──────── Material provided
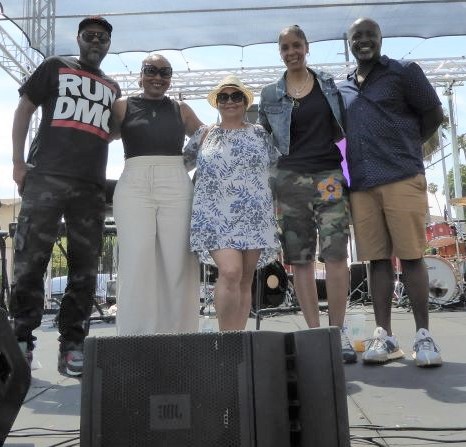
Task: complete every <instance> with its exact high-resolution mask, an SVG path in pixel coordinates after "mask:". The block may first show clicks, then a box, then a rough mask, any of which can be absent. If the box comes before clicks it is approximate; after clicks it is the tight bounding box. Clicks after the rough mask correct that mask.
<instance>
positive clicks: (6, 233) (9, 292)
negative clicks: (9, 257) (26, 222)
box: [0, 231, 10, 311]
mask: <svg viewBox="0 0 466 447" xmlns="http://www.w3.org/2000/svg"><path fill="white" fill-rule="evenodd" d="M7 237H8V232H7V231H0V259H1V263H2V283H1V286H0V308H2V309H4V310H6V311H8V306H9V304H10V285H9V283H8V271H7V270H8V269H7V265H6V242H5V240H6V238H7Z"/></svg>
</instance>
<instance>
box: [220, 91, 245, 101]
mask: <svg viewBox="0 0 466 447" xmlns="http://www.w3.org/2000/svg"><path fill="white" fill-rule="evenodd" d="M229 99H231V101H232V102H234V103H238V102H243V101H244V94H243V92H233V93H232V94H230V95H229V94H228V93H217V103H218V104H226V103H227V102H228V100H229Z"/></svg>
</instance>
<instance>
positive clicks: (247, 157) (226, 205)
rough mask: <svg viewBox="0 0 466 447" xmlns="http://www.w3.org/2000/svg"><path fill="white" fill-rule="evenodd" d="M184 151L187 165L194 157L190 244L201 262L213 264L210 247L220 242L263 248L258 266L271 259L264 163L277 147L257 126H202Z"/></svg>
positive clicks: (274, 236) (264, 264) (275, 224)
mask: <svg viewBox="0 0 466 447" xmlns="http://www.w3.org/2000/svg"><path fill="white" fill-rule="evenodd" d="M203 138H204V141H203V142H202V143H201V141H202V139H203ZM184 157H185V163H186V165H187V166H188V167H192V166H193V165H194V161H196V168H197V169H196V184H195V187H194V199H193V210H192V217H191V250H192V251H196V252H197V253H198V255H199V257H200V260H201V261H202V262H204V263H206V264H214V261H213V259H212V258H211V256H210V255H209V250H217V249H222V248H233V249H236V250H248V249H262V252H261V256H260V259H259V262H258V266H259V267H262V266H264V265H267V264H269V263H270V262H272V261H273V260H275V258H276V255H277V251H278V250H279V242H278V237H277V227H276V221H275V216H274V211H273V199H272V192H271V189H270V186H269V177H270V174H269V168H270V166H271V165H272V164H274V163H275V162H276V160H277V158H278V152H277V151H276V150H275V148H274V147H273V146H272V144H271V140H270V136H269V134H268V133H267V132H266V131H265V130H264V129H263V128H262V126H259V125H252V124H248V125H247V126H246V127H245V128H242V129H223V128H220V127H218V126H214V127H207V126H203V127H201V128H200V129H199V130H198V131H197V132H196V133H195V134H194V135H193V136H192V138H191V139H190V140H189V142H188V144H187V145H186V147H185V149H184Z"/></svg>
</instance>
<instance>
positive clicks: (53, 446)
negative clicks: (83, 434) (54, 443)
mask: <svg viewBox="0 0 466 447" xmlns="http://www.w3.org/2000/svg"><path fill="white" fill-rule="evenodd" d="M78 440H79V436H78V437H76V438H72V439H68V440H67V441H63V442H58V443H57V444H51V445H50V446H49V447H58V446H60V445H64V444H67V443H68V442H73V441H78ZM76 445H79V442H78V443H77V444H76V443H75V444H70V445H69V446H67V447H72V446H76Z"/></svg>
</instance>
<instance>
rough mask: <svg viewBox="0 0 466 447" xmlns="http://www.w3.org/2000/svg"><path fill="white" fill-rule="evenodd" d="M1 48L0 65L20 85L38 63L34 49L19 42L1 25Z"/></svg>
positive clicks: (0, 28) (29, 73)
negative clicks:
────────────────
_Required action_: Copy all the entries above, swapping "positive clicks" for "foreground clicks" everywhere and leaving everything else unchanged. Omit the pictures.

_Response to the exercise_:
Task: complete every <instance> with its exact high-resolution mask, an SVG path in pixel coordinates after "mask:". The block may first show clicks, then a box, then a rough mask, any of which can be absent. If the box comes before clicks it is approximate; after clicks it is the tight bounding box. Clicks after the rough mask correct that mask.
<instance>
foreground clicks: (6, 233) (9, 292)
negative clicks: (9, 257) (26, 222)
box: [0, 231, 10, 311]
mask: <svg viewBox="0 0 466 447" xmlns="http://www.w3.org/2000/svg"><path fill="white" fill-rule="evenodd" d="M7 237H8V232H7V231H0V259H1V263H2V283H1V286H0V308H2V309H4V310H6V311H8V306H9V304H10V285H9V283H8V271H7V270H8V269H7V265H6V242H5V240H6V238H7Z"/></svg>
</instance>
<instance>
box: [220, 91, 245, 101]
mask: <svg viewBox="0 0 466 447" xmlns="http://www.w3.org/2000/svg"><path fill="white" fill-rule="evenodd" d="M229 99H231V101H232V102H234V103H238V102H243V101H244V94H243V92H233V93H232V94H230V95H229V94H228V93H217V103H218V104H226V103H227V102H228V100H229Z"/></svg>
</instance>
<instance>
foreground clicks: (247, 157) (226, 205)
rough mask: <svg viewBox="0 0 466 447" xmlns="http://www.w3.org/2000/svg"><path fill="white" fill-rule="evenodd" d="M184 151L187 165L194 157L190 244L201 262L213 264L210 247L220 242L263 248L258 266L271 259L264 163L277 147L257 126H202Z"/></svg>
foreground clicks: (274, 236) (264, 264) (275, 224)
mask: <svg viewBox="0 0 466 447" xmlns="http://www.w3.org/2000/svg"><path fill="white" fill-rule="evenodd" d="M203 138H204V141H203V142H202V143H201V141H202V139H203ZM184 157H185V163H186V165H187V166H188V167H192V166H193V165H194V161H196V168H197V169H196V184H195V187H194V199H193V210H192V217H191V250H192V251H196V252H197V253H198V255H199V257H200V260H201V261H202V262H204V263H206V264H214V261H213V259H212V258H211V256H210V255H209V250H217V249H222V248H233V249H236V250H248V249H262V252H261V256H260V259H259V262H258V266H259V267H262V266H264V265H267V264H269V263H270V262H272V261H273V260H275V258H276V255H277V251H278V250H279V242H278V237H277V227H276V221H275V216H274V211H273V199H272V192H271V189H270V186H269V177H270V174H269V168H270V166H271V165H272V164H274V163H275V162H276V160H277V158H278V152H277V151H276V150H275V148H274V147H273V146H272V144H271V140H270V136H269V134H268V133H267V132H266V131H265V130H264V129H263V128H262V126H259V125H252V124H248V125H247V126H246V127H245V128H242V129H223V128H220V127H218V126H214V127H207V126H203V127H201V128H200V129H199V130H198V131H197V132H196V133H195V134H194V135H193V136H192V138H191V139H190V140H189V142H188V144H187V145H186V147H185V149H184Z"/></svg>
</instance>
<instance>
foreground clicks: (53, 446)
negative clicks: (83, 434) (54, 443)
mask: <svg viewBox="0 0 466 447" xmlns="http://www.w3.org/2000/svg"><path fill="white" fill-rule="evenodd" d="M78 440H79V436H78V437H76V438H72V439H68V440H67V441H63V442H58V443H57V444H51V445H50V446H49V447H58V446H60V445H64V444H67V443H68V442H73V441H78ZM76 445H79V442H78V443H77V444H76V443H75V444H70V445H69V446H67V447H72V446H76Z"/></svg>
</instance>
<instance>
rough mask: <svg viewBox="0 0 466 447" xmlns="http://www.w3.org/2000/svg"><path fill="white" fill-rule="evenodd" d="M1 48L0 65L20 85L38 63L34 49L19 42L1 25Z"/></svg>
foreground clicks: (0, 28) (29, 73)
negative clicks:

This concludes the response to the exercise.